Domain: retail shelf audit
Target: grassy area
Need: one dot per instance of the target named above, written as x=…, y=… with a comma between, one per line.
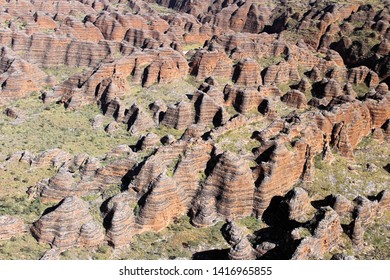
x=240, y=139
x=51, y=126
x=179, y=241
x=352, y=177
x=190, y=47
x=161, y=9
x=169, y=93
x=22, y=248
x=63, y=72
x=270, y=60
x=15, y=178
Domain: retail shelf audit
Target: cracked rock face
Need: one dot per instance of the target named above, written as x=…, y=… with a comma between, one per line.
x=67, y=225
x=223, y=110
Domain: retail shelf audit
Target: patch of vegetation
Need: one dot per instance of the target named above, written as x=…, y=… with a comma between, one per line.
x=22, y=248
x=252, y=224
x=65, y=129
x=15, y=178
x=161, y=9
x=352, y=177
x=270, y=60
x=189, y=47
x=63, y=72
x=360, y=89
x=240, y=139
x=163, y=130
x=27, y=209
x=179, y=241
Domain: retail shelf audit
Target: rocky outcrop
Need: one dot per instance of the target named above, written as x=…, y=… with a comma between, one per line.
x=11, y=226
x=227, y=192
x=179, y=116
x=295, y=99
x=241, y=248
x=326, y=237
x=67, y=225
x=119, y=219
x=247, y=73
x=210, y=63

══════

→ **TASK INSTRUCTIONS**
Can you write out every line of the data above again, shifting each x and y coordinate in the answers up by 34 and leaving the pictures out?

→ **WRITTEN SOLUTION**
Domain: retail shelf audit
Target: grassy area
Need: one dot per instance of the target named above, written as x=…, y=… with a comma between, one per line.
x=274, y=173
x=85, y=160
x=213, y=275
x=386, y=211
x=224, y=81
x=195, y=43
x=203, y=127
x=56, y=282
x=97, y=106
x=304, y=94
x=49, y=212
Domain: retail shelf audit
Target: cracked rock face
Need: one dot per instance of the target named above, written as x=…, y=… with a comma between, one per line.
x=101, y=259
x=257, y=144
Domain: retail shelf audit
Target: patch of vegetation
Need: one dot per instance of the target named above, written as x=…, y=… with a comma between, one per line.
x=56, y=282
x=286, y=258
x=99, y=163
x=49, y=212
x=195, y=43
x=386, y=211
x=304, y=94
x=223, y=81
x=97, y=106
x=394, y=123
x=274, y=173
x=197, y=164
x=61, y=243
x=213, y=275
Domain: retail shelf audit
Target: rocky outcrop
Need: one dot per instance of the target named above, written as x=…, y=… with a comma between, one per line.
x=45, y=260
x=261, y=226
x=213, y=150
x=329, y=133
x=275, y=282
x=360, y=271
x=101, y=259
x=153, y=253
x=281, y=107
x=244, y=97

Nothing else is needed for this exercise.